- _GIVEN PROBLEM_:
In the coin catalog entry, whose head is shown on the reverse of the aureus?

- _SOURCE EXCERPT_:

-*-

(72) Gaius ("Caligula") - AV aureus, A.D. 40, 7.73 g.
(inv. 91.124).
Obverse: Laureate head of Gaius r.; C(AIVS) CAESAR AVG(VSTVS) PON(TIFEX)
M(AXIMVS) TR(IBVNICIA) POT(ESTATE) III CO(N)S(VL) III: Gaius Caesar Augustus,
pontifex maximus, with tribunician power for the third time, consul
for the third time.
Reverse: Radiate head of Augustus r.; DIVVS AVG(VSTVS) PATER PATRIAE: Divine
Augustus, father of the country.
Provenance: Abner Kreisberg, 1970.
Bibliography: C.H.V. Sutherland, The Roman Imperial Coinage I: from 31
BC to AD 69, rev. ed. (London 1984) 23.
Much of Caligula's coinage honored his family members and emphasized dynastic
continuity. The great-grandson of Augustus, he dedicated the Temple of Divine
Augustus begun by Tiberius (see no. 71), and he both honored Augustus and
drew attention to his relationship to him by placing his portrait on the
reverse of these coins. Augustus is depicted as a divinity wearing a crown
with rays of the sun god, Sol.

-*-

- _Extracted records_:

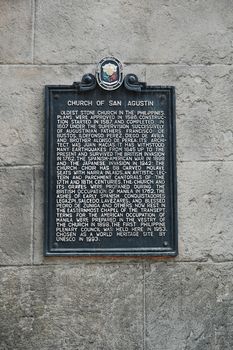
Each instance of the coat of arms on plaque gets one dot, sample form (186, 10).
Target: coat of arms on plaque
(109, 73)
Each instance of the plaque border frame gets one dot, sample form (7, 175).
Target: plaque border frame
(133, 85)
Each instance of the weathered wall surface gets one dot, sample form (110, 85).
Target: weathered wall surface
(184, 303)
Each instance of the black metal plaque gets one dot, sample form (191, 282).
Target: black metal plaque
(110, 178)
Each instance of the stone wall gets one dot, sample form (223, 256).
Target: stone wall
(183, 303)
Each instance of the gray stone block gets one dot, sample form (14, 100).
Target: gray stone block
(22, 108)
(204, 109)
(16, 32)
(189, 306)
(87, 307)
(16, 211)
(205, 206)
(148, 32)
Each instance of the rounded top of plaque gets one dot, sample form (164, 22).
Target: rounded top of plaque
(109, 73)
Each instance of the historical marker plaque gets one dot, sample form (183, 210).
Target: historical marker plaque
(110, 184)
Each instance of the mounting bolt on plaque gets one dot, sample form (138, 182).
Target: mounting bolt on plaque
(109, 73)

-*-

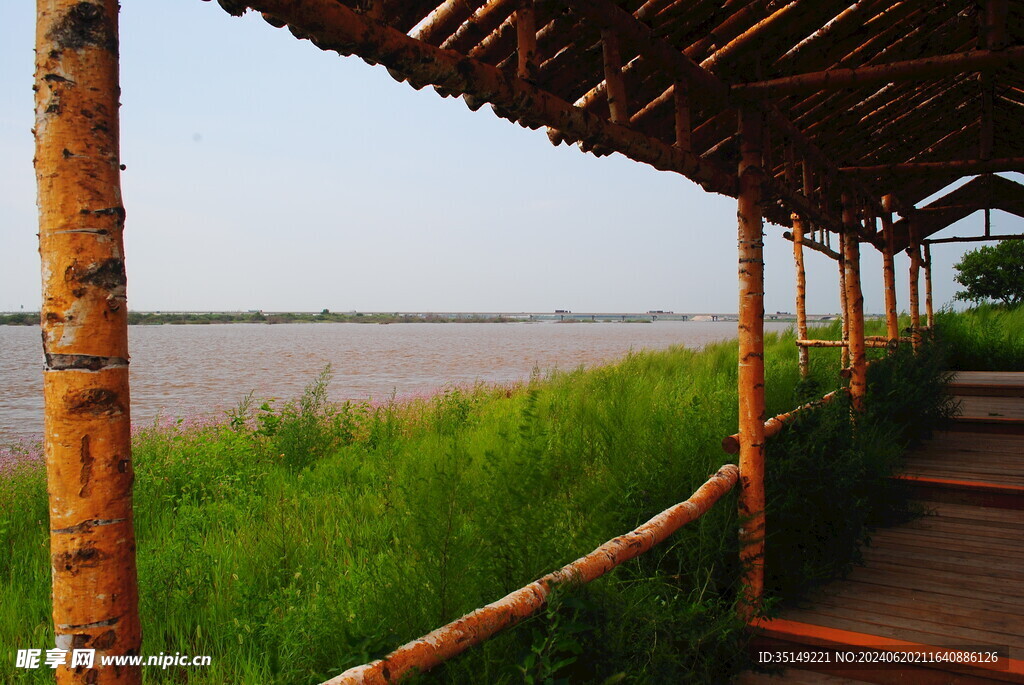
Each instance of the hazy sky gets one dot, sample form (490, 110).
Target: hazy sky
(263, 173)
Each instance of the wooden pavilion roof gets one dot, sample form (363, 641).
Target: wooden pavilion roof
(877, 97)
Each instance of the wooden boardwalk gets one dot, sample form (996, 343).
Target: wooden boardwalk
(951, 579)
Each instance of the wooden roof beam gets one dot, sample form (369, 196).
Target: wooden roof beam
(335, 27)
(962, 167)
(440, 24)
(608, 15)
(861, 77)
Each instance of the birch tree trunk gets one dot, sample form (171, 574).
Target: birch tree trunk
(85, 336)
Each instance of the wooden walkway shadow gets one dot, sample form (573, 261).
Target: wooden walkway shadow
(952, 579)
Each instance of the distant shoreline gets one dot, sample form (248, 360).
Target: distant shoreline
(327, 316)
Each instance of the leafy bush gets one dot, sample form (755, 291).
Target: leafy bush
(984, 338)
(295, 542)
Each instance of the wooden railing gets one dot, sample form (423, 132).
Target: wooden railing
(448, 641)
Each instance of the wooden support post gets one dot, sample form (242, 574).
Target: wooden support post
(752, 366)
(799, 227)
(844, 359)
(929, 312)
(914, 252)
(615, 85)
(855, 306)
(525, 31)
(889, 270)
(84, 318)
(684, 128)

-*-

- _ANSWER FOR THIS EXERCISE_:
The radiate head of Augustus, shown as a divinity.